* **Records shown**:
----
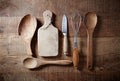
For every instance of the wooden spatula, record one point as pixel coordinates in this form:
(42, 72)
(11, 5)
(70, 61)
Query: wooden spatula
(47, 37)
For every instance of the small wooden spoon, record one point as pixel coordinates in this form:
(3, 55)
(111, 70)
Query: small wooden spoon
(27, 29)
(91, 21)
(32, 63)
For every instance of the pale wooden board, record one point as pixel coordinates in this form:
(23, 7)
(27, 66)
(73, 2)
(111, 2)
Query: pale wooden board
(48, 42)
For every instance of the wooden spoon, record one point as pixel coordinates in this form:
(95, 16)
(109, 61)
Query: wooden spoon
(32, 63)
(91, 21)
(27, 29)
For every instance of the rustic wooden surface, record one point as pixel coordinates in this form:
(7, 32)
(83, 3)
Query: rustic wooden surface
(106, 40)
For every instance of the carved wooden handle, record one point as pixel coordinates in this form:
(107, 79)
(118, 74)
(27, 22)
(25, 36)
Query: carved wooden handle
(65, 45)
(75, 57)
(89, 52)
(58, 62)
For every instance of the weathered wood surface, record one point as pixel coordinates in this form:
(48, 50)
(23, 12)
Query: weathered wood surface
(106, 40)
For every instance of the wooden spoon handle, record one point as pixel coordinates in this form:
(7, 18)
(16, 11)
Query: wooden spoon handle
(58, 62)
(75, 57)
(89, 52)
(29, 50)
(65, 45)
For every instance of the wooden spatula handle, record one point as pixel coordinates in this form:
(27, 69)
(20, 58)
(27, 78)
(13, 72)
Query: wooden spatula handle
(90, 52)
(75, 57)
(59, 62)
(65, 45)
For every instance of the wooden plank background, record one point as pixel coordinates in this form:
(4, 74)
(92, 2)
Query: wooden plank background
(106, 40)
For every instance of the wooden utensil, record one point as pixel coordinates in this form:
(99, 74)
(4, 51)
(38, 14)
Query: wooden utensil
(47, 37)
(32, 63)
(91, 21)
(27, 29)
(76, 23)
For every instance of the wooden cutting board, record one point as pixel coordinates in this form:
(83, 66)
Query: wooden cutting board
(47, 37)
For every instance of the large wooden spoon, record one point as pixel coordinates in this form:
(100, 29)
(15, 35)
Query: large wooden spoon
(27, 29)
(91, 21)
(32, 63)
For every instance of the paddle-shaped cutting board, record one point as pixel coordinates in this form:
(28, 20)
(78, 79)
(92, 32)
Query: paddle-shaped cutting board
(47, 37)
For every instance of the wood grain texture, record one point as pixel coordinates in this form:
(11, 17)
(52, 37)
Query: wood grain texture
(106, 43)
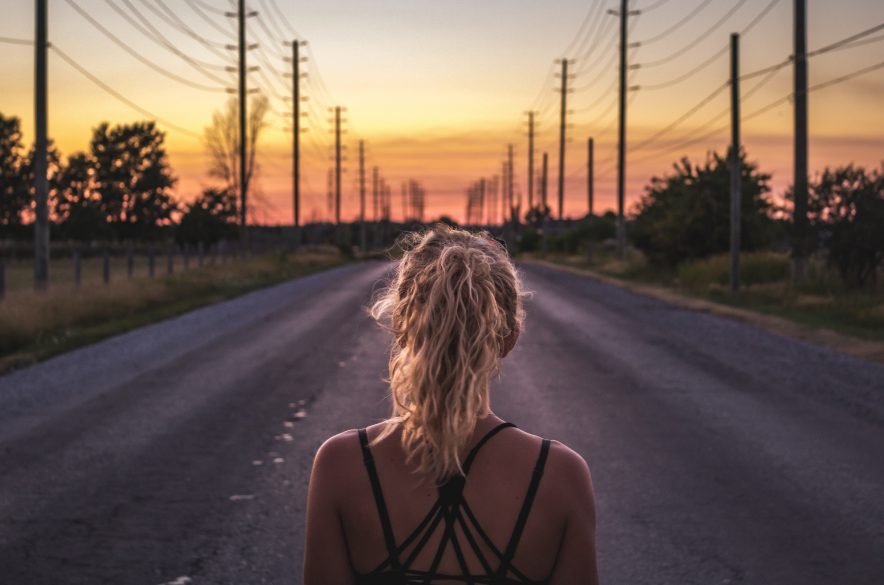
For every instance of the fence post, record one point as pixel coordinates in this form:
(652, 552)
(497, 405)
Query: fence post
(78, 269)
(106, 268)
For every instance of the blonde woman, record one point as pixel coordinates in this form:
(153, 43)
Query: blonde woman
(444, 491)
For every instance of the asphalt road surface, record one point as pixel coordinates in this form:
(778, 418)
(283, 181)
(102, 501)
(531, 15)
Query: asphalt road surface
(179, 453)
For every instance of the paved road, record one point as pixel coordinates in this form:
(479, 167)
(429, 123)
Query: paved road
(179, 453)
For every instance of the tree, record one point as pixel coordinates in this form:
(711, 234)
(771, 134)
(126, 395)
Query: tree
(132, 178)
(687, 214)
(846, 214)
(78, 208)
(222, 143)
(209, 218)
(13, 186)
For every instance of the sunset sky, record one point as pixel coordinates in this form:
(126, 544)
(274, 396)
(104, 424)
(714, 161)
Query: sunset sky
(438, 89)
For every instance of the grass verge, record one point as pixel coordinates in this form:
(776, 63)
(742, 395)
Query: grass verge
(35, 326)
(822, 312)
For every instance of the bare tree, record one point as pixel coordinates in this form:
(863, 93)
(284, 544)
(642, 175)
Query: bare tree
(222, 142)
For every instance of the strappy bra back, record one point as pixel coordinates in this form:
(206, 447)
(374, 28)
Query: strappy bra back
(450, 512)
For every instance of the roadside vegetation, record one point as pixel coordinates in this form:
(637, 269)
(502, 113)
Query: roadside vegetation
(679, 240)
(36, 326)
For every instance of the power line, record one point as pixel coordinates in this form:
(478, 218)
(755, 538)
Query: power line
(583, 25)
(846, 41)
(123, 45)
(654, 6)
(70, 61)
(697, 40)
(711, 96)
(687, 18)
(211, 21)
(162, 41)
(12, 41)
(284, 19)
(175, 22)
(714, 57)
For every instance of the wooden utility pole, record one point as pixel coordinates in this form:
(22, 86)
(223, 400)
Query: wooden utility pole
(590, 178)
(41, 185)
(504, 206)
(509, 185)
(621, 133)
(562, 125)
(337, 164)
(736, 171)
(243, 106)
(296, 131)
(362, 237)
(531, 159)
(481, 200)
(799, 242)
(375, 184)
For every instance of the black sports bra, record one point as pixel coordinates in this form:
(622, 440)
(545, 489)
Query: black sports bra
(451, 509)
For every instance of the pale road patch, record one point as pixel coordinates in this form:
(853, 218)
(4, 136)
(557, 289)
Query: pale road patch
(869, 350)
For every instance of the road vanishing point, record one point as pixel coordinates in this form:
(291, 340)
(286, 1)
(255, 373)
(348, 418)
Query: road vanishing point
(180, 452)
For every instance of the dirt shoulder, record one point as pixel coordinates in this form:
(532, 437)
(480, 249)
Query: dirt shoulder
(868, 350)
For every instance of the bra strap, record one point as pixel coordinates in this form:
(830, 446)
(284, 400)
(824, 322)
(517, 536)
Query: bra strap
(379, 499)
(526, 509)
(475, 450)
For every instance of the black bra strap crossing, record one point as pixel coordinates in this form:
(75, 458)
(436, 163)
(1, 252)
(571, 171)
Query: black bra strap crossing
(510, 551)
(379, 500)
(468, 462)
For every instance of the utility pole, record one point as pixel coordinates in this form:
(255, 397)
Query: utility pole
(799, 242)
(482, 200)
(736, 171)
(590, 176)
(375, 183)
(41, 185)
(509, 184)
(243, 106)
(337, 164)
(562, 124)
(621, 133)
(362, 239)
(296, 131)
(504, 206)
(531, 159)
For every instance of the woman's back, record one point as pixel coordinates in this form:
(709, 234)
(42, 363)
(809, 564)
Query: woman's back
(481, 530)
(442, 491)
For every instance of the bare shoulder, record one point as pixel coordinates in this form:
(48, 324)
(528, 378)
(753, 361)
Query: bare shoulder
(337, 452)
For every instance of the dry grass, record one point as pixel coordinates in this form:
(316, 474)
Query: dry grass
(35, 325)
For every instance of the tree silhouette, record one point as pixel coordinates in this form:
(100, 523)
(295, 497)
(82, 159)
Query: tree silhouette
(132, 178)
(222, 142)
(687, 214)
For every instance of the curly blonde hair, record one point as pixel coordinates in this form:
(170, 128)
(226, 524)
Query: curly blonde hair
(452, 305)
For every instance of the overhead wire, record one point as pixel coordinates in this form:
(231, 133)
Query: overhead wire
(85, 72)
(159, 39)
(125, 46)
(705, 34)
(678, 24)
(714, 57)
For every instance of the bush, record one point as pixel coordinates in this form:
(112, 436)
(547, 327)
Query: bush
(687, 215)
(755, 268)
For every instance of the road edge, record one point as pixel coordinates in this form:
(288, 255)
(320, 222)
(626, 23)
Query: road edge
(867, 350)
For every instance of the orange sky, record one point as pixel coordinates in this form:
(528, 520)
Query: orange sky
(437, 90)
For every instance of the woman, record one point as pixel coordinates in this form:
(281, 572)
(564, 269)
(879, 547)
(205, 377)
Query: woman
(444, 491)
----
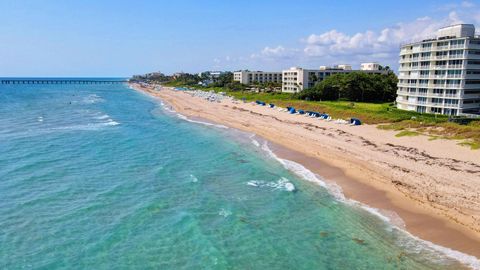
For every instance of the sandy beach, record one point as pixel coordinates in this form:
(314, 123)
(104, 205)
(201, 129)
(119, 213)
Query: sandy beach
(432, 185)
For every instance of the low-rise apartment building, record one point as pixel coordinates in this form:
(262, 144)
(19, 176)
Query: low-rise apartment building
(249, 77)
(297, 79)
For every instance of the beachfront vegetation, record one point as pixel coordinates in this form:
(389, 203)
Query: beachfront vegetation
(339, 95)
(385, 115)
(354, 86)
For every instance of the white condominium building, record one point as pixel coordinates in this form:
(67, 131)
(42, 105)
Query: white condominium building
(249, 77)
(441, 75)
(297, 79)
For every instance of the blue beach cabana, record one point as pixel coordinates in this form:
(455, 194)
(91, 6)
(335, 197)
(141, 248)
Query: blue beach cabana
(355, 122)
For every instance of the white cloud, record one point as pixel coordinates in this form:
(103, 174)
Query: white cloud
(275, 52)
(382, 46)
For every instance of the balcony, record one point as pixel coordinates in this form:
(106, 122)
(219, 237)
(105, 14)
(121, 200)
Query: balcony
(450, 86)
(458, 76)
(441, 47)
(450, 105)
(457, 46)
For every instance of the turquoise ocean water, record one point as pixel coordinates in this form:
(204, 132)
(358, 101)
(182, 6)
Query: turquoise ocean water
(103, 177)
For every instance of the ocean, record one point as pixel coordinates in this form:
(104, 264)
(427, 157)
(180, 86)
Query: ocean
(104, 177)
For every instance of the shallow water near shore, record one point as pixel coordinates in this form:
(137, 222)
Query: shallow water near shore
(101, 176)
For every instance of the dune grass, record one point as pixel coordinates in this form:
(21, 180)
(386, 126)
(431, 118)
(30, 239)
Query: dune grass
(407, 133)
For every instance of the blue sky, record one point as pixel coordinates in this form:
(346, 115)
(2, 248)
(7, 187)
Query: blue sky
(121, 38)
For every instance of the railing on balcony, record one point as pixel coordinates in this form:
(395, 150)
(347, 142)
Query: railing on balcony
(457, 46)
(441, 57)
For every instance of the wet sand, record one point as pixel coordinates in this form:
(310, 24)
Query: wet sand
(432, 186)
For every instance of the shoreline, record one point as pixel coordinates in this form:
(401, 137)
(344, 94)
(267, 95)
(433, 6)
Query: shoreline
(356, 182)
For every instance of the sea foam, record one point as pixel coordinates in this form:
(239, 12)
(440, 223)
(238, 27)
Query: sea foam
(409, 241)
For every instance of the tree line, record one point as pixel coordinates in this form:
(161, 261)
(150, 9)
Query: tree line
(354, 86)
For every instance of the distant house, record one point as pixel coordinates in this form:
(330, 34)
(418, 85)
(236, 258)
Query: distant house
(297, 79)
----
* **Your task**: Report each line in the entries above that contains the string "house". Matches are case-sensitive.

* **Written answer**:
For every instance of the distant house, record one point as pixel coordinates in this form:
Query: distant house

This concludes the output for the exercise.